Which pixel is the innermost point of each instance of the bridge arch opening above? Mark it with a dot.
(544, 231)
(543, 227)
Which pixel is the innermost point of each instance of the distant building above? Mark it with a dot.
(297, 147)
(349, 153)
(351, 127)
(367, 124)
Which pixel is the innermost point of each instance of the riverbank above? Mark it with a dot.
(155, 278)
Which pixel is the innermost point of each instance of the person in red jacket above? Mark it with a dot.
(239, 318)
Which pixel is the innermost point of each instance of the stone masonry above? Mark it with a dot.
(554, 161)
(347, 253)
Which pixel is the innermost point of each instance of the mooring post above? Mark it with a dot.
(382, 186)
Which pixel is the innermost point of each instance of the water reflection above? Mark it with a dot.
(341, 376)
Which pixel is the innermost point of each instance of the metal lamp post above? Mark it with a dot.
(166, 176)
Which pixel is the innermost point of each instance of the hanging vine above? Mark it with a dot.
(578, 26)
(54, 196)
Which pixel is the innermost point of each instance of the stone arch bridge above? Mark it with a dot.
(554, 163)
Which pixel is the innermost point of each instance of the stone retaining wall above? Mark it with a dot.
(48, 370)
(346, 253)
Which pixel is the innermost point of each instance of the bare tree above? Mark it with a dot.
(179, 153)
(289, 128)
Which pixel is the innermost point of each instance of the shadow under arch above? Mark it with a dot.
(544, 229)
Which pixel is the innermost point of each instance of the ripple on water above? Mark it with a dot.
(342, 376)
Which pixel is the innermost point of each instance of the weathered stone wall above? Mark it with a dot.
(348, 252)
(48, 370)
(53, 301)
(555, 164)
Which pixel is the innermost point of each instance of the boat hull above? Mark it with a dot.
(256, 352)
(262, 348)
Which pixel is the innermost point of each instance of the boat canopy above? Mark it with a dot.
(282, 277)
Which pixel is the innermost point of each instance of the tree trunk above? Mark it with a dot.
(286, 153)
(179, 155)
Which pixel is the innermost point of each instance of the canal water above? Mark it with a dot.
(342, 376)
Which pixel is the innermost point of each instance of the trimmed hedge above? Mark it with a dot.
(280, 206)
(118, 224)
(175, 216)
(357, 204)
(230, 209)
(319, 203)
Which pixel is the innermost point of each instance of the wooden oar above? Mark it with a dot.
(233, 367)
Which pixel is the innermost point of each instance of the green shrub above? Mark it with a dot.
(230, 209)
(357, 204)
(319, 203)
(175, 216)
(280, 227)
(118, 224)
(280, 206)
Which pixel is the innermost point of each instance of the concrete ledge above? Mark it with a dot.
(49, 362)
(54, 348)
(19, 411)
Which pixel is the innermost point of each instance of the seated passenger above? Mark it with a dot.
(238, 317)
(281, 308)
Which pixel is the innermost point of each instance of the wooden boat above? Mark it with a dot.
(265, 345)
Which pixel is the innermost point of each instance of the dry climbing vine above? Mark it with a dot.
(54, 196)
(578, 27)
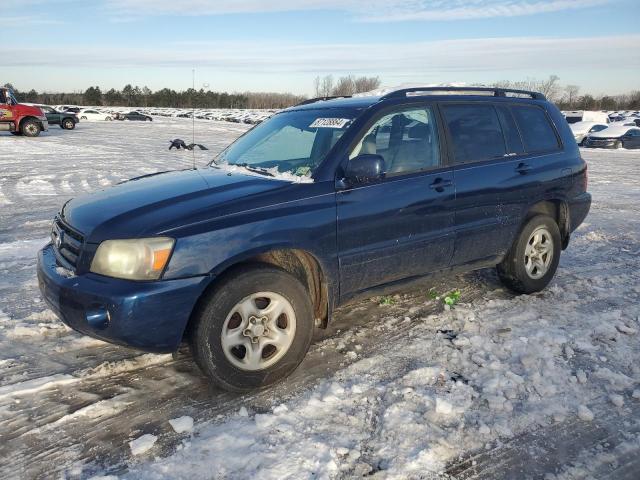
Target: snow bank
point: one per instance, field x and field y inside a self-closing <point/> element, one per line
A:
<point x="142" y="444"/>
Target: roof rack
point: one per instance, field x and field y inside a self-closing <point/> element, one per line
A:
<point x="320" y="99"/>
<point x="497" y="92"/>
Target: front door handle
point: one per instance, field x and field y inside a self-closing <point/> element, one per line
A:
<point x="439" y="184"/>
<point x="523" y="168"/>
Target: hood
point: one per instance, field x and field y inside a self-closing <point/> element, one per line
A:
<point x="150" y="205"/>
<point x="611" y="132"/>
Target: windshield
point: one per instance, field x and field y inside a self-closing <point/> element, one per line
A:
<point x="293" y="142"/>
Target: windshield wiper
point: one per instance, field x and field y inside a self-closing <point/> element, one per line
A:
<point x="261" y="171"/>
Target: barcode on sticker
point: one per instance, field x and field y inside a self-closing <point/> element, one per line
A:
<point x="329" y="123"/>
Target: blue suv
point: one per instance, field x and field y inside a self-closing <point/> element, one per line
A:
<point x="327" y="201"/>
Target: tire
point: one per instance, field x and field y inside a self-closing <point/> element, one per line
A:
<point x="523" y="273"/>
<point x="30" y="128"/>
<point x="224" y="356"/>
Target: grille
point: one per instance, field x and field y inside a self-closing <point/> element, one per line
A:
<point x="67" y="244"/>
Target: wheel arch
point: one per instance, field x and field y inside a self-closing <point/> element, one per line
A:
<point x="300" y="263"/>
<point x="558" y="210"/>
<point x="29" y="117"/>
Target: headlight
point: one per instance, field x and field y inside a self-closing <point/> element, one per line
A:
<point x="140" y="259"/>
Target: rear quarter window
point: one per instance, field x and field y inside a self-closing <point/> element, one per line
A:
<point x="536" y="130"/>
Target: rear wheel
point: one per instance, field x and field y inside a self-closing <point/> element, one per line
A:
<point x="533" y="259"/>
<point x="254" y="329"/>
<point x="30" y="128"/>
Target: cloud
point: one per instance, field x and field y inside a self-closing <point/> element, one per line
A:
<point x="445" y="57"/>
<point x="371" y="10"/>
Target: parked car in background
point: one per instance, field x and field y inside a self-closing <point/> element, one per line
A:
<point x="582" y="129"/>
<point x="325" y="202"/>
<point x="136" y="116"/>
<point x="93" y="115"/>
<point x="586" y="116"/>
<point x="66" y="120"/>
<point x="616" y="136"/>
<point x="18" y="118"/>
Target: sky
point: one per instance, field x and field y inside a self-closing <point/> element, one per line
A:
<point x="282" y="45"/>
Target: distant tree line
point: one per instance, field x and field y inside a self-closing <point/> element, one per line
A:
<point x="328" y="87"/>
<point x="134" y="96"/>
<point x="568" y="97"/>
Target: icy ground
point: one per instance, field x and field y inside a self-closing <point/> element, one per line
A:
<point x="543" y="386"/>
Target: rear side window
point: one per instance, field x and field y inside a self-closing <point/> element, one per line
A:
<point x="511" y="134"/>
<point x="537" y="132"/>
<point x="475" y="132"/>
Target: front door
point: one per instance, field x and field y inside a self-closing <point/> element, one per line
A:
<point x="402" y="225"/>
<point x="7" y="114"/>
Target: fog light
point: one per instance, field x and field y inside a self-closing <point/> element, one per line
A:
<point x="98" y="317"/>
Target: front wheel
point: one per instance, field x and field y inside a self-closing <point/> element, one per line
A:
<point x="533" y="259"/>
<point x="254" y="329"/>
<point x="30" y="128"/>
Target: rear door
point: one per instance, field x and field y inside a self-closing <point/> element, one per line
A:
<point x="500" y="170"/>
<point x="7" y="114"/>
<point x="403" y="225"/>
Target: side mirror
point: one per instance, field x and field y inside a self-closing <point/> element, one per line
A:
<point x="365" y="168"/>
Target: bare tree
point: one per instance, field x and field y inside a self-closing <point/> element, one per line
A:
<point x="326" y="86"/>
<point x="571" y="92"/>
<point x="366" y="84"/>
<point x="550" y="87"/>
<point x="346" y="86"/>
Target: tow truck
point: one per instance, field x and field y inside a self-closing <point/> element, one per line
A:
<point x="20" y="119"/>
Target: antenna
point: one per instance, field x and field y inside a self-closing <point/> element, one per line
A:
<point x="193" y="115"/>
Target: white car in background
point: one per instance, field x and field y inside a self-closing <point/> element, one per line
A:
<point x="582" y="129"/>
<point x="585" y="116"/>
<point x="93" y="115"/>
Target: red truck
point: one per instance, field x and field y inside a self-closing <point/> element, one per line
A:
<point x="20" y="119"/>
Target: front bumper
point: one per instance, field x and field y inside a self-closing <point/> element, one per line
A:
<point x="150" y="316"/>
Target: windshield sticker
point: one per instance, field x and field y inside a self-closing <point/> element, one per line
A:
<point x="329" y="123"/>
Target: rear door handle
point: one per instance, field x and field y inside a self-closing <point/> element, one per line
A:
<point x="440" y="184"/>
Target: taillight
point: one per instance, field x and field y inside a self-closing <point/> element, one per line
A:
<point x="585" y="177"/>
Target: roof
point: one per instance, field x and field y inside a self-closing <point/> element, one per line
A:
<point x="340" y="102"/>
<point x="365" y="100"/>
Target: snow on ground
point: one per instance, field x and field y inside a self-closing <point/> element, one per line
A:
<point x="498" y="386"/>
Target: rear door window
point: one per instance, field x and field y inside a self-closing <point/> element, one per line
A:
<point x="537" y="132"/>
<point x="475" y="132"/>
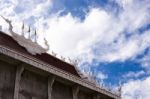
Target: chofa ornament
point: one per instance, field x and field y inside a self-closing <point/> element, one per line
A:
<point x="32" y="47"/>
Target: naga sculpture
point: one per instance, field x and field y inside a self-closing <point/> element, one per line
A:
<point x="32" y="47"/>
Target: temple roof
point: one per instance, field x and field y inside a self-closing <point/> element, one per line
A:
<point x="9" y="42"/>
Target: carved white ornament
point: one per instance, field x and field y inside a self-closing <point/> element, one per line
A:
<point x="32" y="47"/>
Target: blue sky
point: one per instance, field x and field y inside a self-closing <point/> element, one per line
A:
<point x="111" y="38"/>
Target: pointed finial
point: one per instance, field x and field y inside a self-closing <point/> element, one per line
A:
<point x="10" y="25"/>
<point x="54" y="54"/>
<point x="62" y="58"/>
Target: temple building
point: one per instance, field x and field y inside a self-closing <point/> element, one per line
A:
<point x="28" y="72"/>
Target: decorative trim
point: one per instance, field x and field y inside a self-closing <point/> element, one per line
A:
<point x="56" y="71"/>
<point x="32" y="47"/>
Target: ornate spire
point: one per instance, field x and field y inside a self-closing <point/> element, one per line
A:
<point x="23" y="29"/>
<point x="31" y="47"/>
<point x="29" y="35"/>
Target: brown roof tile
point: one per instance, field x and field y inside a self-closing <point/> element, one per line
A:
<point x="8" y="41"/>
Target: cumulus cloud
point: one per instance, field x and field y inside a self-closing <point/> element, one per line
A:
<point x="101" y="35"/>
<point x="101" y="31"/>
<point x="132" y="74"/>
<point x="138" y="89"/>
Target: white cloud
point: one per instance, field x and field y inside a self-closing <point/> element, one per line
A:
<point x="132" y="74"/>
<point x="102" y="76"/>
<point x="101" y="31"/>
<point x="138" y="89"/>
<point x="70" y="37"/>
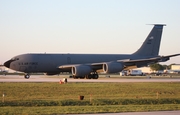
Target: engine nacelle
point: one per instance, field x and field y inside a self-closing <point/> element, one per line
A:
<point x="81" y="70"/>
<point x="113" y="67"/>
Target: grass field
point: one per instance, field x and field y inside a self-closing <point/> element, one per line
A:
<point x="54" y="98"/>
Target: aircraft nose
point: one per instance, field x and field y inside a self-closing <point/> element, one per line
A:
<point x="8" y="63"/>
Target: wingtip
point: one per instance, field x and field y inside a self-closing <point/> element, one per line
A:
<point x="157" y="24"/>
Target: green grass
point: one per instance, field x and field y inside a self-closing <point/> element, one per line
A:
<point x="50" y="98"/>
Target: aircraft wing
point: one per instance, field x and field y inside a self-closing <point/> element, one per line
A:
<point x="127" y="63"/>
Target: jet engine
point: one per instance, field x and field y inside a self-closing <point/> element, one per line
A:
<point x="112" y="67"/>
<point x="81" y="70"/>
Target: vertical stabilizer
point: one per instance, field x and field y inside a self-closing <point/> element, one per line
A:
<point x="151" y="45"/>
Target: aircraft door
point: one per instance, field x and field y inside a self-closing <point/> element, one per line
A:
<point x="68" y="60"/>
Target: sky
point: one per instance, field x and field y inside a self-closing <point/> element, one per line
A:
<point x="86" y="26"/>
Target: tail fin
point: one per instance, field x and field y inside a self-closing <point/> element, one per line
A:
<point x="151" y="45"/>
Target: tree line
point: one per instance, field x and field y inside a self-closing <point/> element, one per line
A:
<point x="157" y="67"/>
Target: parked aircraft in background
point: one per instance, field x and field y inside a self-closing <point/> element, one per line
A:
<point x="89" y="65"/>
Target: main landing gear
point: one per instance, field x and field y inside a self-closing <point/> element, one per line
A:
<point x="90" y="76"/>
<point x="27" y="76"/>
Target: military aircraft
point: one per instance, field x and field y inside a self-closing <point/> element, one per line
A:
<point x="89" y="65"/>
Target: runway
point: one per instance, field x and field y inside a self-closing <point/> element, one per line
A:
<point x="42" y="78"/>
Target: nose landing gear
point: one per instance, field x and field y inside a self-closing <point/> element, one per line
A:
<point x="26" y="76"/>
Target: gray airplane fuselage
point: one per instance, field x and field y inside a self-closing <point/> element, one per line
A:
<point x="49" y="63"/>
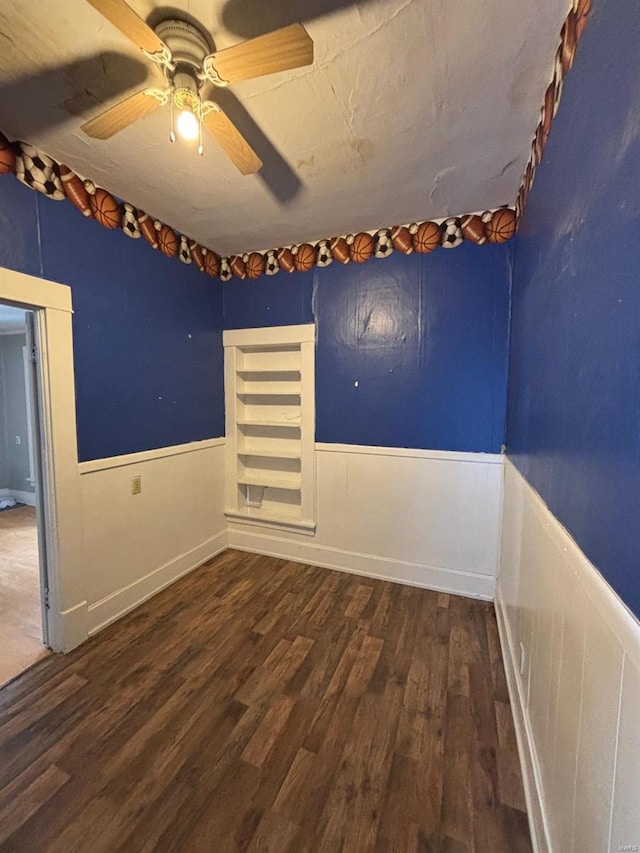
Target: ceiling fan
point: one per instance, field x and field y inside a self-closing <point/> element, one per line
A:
<point x="181" y="50"/>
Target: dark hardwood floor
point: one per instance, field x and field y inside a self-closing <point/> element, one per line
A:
<point x="263" y="705"/>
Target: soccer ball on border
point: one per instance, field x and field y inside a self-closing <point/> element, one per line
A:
<point x="451" y="233"/>
<point x="39" y="172"/>
<point x="324" y="255"/>
<point x="130" y="224"/>
<point x="271" y="265"/>
<point x="184" y="253"/>
<point x="384" y="243"/>
<point x="225" y="269"/>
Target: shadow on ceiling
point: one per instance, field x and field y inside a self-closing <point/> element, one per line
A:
<point x="46" y="98"/>
<point x="276" y="174"/>
<point x="249" y="18"/>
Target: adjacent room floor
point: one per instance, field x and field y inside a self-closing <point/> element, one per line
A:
<point x="20" y="611"/>
<point x="263" y="705"/>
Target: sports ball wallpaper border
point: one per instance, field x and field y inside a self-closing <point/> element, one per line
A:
<point x="572" y="30"/>
<point x="57" y="181"/>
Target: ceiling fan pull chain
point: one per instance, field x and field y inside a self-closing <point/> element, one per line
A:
<point x="210" y="73"/>
<point x="162" y="57"/>
<point x="172" y="133"/>
<point x="200" y="143"/>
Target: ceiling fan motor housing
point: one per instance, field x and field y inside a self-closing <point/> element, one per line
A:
<point x="187" y="43"/>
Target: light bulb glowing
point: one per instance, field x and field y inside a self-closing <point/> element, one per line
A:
<point x="187" y="125"/>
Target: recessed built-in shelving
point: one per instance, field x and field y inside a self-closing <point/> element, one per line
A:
<point x="270" y="452"/>
<point x="269" y="387"/>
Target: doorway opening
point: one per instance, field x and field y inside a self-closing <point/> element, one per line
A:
<point x="23" y="582"/>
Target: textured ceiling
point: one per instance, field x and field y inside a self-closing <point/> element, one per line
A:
<point x="11" y="319"/>
<point x="413" y="109"/>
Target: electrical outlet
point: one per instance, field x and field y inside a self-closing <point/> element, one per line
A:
<point x="523" y="659"/>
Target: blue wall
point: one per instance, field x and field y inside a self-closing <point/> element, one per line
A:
<point x="574" y="384"/>
<point x="424" y="336"/>
<point x="147" y="330"/>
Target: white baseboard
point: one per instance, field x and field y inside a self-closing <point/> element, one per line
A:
<point x="367" y="565"/>
<point x="112" y="607"/>
<point x="68" y="629"/>
<point x="28" y="498"/>
<point x="526" y="747"/>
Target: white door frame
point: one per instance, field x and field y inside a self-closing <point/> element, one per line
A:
<point x="67" y="612"/>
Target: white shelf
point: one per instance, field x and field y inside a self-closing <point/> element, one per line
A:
<point x="241" y="371"/>
<point x="270" y="389"/>
<point x="274" y="454"/>
<point x="271" y="481"/>
<point x="290" y="424"/>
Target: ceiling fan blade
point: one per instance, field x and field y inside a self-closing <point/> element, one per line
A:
<point x="124" y="113"/>
<point x="290" y="47"/>
<point x="230" y="140"/>
<point x="129" y="23"/>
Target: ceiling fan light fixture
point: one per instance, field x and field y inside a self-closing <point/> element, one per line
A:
<point x="187" y="125"/>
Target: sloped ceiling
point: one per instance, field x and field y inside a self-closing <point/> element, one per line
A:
<point x="413" y="109"/>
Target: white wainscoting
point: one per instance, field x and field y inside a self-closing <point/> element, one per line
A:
<point x="572" y="655"/>
<point x="134" y="545"/>
<point x="425" y="518"/>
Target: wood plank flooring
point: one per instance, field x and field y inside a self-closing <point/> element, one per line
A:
<point x="262" y="705"/>
<point x="20" y="616"/>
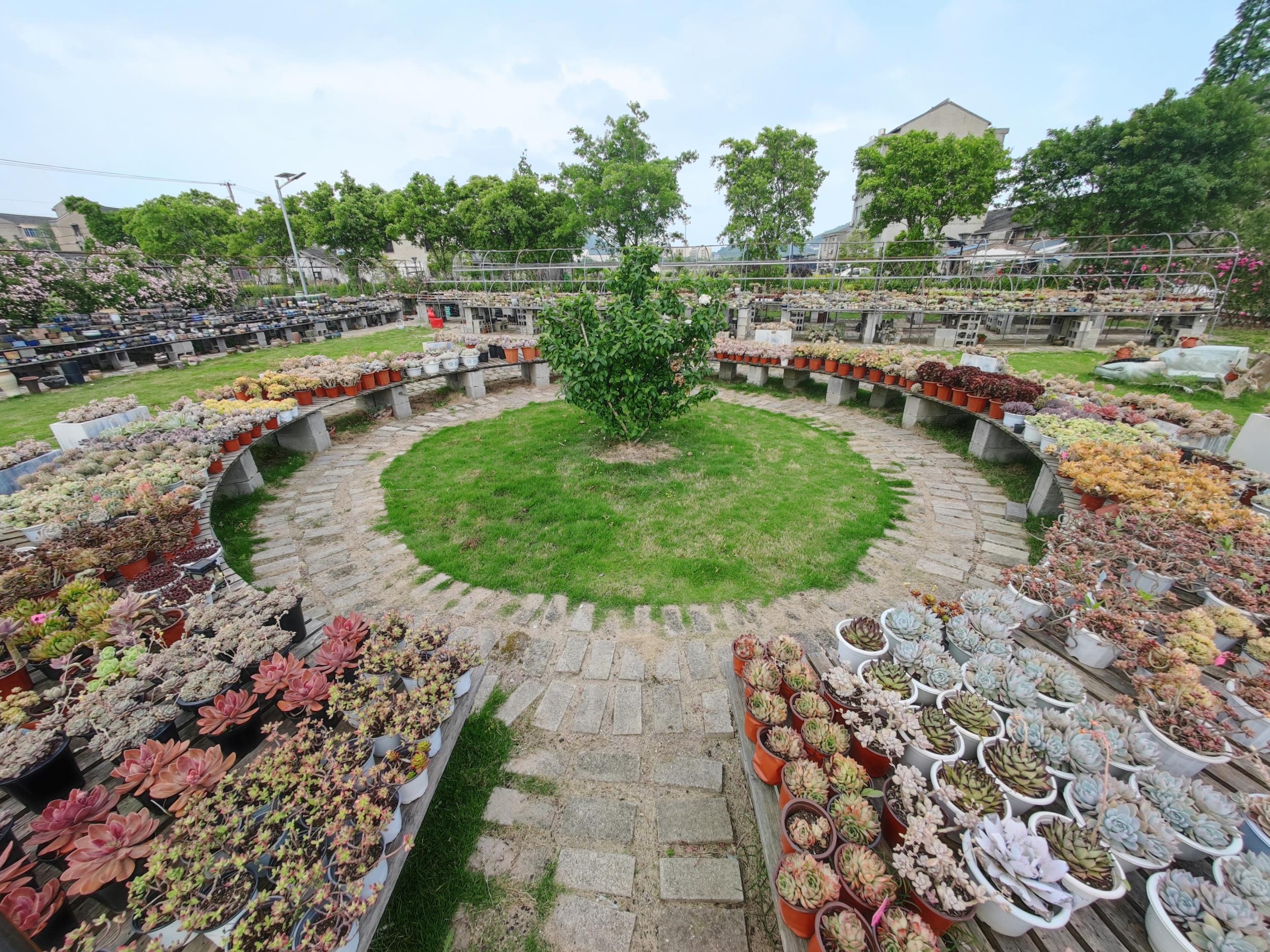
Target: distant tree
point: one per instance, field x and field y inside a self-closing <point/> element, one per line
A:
****************
Can you write out, word for word, every line of the records from the one containing "Target: ceiling fan light fixture" through the end, leaving the pictures out?

▶ [Finished answer]:
Target: ceiling fan light fixture
point: one per instance, field x and field y inside a self-closing <point/> element, one per line
A:
<point x="187" y="125"/>
Target: sloped ceiling
point: one per instance, field x and field y inside a self-closing <point/> element, one per line
A:
<point x="413" y="109"/>
Target: white wainscoting
point: one per instance, field x and field y inside a self-closing <point/> element, one per line
A:
<point x="572" y="655"/>
<point x="134" y="545"/>
<point x="425" y="518"/>
Target: wood plank flooring
point: one per instance, field x and field y inside a self-closing <point/> element, one per line
A:
<point x="262" y="705"/>
<point x="20" y="616"/>
Target: distant tree
point: one per instance, field x and field y inside a self-closing <point/> element, one per line
A:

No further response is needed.